**Dataset content**:
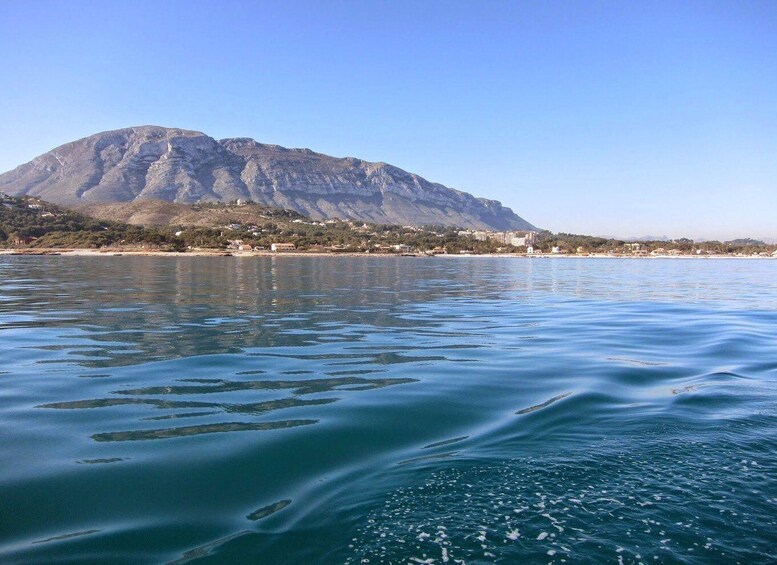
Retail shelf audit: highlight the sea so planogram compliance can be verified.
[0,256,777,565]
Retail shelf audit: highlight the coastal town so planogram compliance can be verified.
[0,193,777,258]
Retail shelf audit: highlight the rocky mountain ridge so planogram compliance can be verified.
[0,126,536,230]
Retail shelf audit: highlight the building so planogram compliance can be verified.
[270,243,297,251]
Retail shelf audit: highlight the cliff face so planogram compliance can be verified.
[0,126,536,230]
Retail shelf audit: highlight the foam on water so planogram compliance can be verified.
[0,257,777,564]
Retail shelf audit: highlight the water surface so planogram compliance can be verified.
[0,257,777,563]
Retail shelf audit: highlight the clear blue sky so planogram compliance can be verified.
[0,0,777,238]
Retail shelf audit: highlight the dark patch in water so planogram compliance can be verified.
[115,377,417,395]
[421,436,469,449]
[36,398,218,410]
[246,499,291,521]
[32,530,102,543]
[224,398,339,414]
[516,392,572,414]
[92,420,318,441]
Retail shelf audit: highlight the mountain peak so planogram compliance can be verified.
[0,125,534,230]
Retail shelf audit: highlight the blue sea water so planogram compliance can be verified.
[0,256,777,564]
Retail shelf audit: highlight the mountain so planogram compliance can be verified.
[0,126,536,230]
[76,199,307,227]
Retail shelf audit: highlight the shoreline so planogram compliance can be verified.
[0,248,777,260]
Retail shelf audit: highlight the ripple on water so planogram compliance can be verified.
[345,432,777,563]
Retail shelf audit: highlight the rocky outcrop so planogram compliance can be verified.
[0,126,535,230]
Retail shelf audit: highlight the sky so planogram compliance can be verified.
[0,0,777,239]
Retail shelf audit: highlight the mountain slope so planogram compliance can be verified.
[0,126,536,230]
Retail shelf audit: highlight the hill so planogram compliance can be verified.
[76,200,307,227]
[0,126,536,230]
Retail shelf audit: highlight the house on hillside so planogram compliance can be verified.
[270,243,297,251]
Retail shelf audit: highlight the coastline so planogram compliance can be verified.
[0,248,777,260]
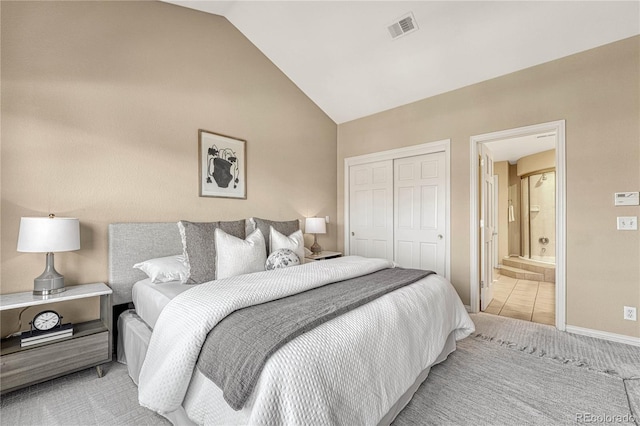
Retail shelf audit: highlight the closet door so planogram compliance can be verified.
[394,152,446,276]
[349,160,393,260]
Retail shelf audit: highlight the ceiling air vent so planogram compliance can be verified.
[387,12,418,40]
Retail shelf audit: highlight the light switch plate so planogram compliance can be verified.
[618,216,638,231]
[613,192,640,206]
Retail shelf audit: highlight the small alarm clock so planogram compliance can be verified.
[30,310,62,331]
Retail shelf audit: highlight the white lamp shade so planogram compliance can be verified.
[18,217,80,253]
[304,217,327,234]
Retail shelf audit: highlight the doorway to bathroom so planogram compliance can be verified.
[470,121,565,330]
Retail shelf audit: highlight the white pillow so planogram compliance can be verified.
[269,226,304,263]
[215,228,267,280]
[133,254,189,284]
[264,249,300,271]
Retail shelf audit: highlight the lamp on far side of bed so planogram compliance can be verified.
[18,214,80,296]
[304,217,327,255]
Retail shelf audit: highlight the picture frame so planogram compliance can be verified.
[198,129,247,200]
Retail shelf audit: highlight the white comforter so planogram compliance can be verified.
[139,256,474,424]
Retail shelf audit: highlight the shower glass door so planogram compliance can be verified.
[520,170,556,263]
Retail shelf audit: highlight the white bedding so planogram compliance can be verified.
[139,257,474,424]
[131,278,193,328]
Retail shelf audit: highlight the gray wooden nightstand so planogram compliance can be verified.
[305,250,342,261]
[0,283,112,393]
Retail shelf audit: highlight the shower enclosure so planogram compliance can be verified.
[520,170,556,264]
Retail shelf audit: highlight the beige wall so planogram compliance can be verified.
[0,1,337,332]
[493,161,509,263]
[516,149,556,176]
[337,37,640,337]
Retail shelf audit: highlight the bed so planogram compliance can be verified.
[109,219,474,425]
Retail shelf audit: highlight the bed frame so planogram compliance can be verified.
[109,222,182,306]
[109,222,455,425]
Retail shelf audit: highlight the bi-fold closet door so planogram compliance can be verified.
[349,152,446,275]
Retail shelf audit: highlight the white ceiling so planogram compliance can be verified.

...

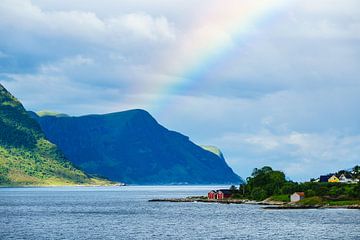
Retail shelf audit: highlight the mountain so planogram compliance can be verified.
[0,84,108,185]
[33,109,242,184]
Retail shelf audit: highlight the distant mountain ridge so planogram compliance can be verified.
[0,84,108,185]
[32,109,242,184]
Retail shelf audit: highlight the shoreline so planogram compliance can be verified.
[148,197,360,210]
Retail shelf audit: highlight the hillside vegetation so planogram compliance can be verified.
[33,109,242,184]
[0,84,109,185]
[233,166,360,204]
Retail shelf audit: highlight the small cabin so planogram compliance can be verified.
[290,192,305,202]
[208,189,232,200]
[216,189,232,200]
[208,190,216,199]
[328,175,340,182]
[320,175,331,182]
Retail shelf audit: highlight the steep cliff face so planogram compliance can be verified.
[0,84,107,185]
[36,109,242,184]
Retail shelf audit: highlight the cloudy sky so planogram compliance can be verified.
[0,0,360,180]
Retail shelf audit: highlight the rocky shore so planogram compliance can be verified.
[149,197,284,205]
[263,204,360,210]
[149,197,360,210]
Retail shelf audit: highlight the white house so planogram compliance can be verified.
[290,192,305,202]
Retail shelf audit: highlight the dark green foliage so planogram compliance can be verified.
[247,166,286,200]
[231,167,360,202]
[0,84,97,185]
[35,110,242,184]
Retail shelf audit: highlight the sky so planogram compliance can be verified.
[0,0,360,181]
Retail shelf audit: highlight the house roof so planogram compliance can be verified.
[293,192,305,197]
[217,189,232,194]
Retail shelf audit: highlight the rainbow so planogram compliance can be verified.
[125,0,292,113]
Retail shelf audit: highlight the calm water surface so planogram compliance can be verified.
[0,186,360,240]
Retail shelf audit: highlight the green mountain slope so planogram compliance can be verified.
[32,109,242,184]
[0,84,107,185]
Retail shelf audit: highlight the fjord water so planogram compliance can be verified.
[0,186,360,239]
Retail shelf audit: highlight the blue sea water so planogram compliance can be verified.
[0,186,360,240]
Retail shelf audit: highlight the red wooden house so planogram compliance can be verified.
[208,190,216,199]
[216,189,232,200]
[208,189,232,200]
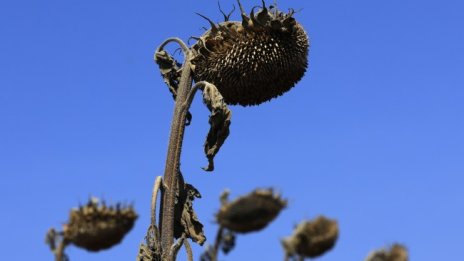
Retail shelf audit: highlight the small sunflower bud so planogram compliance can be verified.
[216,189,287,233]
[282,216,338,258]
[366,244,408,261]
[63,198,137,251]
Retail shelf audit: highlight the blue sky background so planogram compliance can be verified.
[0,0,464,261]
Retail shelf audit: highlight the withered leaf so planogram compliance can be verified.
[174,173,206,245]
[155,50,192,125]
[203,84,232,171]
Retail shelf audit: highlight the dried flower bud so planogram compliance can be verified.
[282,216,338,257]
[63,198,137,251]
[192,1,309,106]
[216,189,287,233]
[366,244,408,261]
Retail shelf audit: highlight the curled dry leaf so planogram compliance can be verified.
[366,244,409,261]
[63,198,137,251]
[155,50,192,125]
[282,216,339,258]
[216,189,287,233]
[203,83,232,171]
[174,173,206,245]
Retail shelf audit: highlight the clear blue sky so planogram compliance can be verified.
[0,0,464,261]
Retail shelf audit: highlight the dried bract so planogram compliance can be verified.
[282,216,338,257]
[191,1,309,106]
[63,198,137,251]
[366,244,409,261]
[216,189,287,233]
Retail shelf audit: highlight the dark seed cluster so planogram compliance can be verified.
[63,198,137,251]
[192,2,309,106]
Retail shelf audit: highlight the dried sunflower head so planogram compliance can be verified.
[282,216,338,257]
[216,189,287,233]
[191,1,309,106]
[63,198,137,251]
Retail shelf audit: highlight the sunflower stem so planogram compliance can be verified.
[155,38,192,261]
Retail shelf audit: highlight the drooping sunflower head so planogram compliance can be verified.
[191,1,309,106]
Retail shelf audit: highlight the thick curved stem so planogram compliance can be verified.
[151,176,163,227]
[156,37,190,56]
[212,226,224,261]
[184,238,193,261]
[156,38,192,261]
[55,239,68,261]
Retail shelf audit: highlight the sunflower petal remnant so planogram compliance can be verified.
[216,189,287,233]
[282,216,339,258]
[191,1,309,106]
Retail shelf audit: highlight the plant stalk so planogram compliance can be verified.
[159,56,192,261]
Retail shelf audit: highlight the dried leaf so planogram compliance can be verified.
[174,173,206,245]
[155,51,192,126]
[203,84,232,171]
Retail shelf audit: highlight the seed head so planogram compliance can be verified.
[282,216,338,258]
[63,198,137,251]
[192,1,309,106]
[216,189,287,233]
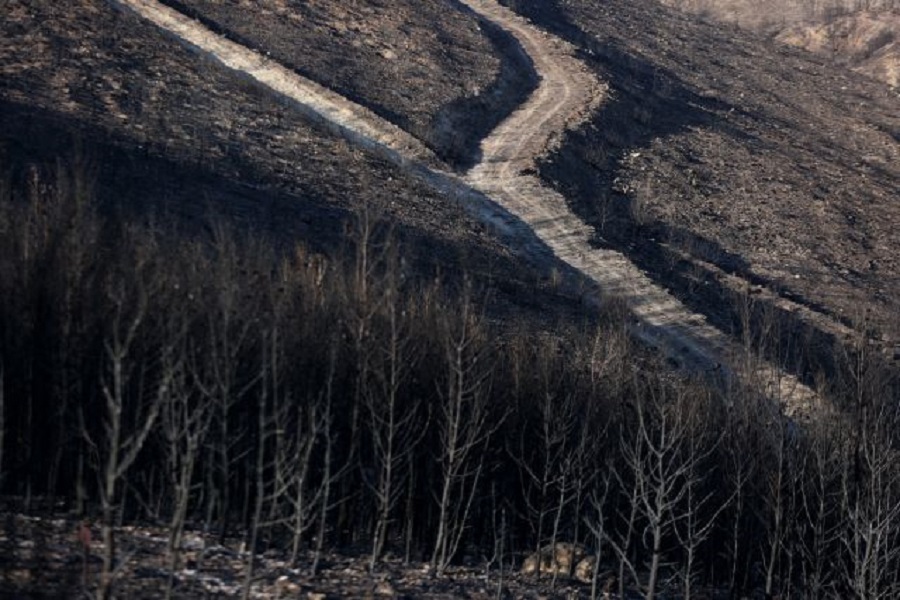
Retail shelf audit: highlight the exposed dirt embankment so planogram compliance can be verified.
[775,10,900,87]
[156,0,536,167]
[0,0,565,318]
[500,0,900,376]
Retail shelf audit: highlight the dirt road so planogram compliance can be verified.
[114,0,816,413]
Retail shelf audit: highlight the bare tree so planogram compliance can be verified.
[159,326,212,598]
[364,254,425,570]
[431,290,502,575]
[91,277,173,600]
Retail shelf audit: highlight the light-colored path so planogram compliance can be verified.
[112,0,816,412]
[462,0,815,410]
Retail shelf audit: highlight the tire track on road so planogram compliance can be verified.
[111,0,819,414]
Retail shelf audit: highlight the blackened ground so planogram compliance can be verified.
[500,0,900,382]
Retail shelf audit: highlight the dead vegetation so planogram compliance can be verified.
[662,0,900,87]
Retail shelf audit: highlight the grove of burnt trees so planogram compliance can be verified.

...

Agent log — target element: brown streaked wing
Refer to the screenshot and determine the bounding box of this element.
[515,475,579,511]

**Aim of the task**: Add 5 to every bounding box coordinate in the entries from the line containing "Retail shelf audit: highlight the exposed" down to the line containing "[91,277,173,600]", and write out all of those lines again, keeping the requests unchanged.

**Result of the task**:
Retail shelf audit: highlight the exposed dirt embankment so planogram compliance can be verified.
[780,15,905,92]
[161,5,541,172]
[5,5,570,323]
[505,5,905,381]
Retail shelf audit: highlight the dirt road so planogram compliance can be verified.
[119,5,821,418]
Retail shelf audit: highlight the bare tree so planogram compliance can be verified.
[164,331,217,603]
[369,259,430,575]
[436,295,507,580]
[96,282,178,605]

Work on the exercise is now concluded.